Copy out all lines from the entries below in which "brick" occurs.

Excerpted records »
····················

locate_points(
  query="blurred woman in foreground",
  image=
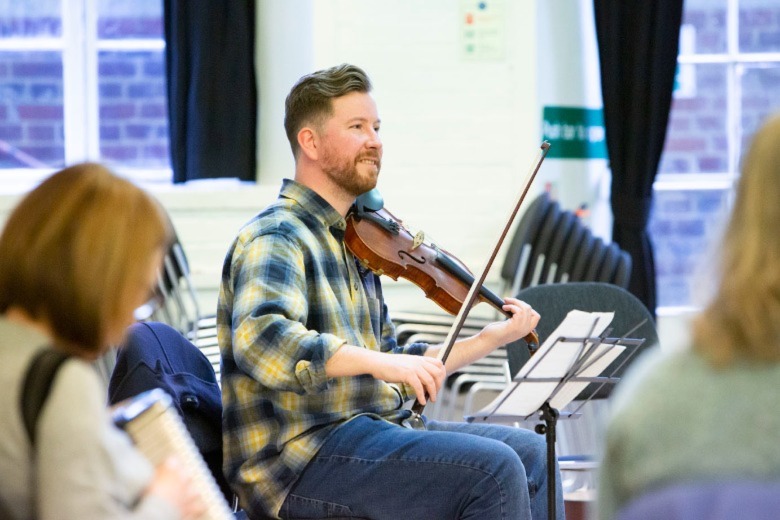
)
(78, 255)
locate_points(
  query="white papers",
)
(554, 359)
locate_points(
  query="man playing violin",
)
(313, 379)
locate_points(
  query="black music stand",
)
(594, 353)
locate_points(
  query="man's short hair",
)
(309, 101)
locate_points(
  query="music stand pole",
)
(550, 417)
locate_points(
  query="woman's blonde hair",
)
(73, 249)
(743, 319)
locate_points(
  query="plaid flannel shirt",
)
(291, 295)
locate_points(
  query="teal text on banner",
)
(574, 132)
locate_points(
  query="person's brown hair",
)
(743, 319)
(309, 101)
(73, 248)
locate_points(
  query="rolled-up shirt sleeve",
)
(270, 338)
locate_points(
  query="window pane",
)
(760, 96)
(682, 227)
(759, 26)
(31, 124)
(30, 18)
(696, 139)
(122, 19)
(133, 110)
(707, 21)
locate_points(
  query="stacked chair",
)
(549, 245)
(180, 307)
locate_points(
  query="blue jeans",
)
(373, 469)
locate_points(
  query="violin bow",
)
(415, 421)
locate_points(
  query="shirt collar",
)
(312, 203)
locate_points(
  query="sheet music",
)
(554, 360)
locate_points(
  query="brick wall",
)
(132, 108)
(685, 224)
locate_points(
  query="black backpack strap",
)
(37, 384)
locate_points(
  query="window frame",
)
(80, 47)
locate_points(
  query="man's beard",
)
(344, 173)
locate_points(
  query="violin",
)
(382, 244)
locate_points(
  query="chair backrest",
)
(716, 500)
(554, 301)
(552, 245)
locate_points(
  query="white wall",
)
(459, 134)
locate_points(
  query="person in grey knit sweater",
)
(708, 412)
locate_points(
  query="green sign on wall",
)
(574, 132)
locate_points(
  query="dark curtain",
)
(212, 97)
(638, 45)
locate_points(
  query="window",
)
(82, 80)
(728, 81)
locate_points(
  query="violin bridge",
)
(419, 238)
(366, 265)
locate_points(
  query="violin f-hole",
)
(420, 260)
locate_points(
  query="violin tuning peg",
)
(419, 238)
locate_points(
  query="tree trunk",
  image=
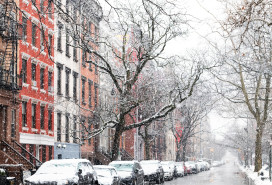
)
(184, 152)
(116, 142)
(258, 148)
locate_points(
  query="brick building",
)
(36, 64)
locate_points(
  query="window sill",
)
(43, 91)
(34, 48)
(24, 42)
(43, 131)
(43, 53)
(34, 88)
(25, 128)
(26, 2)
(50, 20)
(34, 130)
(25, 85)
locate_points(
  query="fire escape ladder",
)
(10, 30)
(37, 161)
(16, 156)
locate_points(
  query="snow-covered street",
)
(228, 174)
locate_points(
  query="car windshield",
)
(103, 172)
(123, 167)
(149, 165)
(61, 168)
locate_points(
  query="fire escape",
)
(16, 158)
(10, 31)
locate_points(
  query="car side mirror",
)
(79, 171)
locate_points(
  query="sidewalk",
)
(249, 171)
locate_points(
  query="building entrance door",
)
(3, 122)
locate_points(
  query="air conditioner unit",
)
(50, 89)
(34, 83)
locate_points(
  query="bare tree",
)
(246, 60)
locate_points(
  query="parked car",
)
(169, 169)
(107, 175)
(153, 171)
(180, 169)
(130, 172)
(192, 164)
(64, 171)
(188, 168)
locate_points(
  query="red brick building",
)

····················

Result »
  query="brick wall",
  query="brick building",
  query="red brick building",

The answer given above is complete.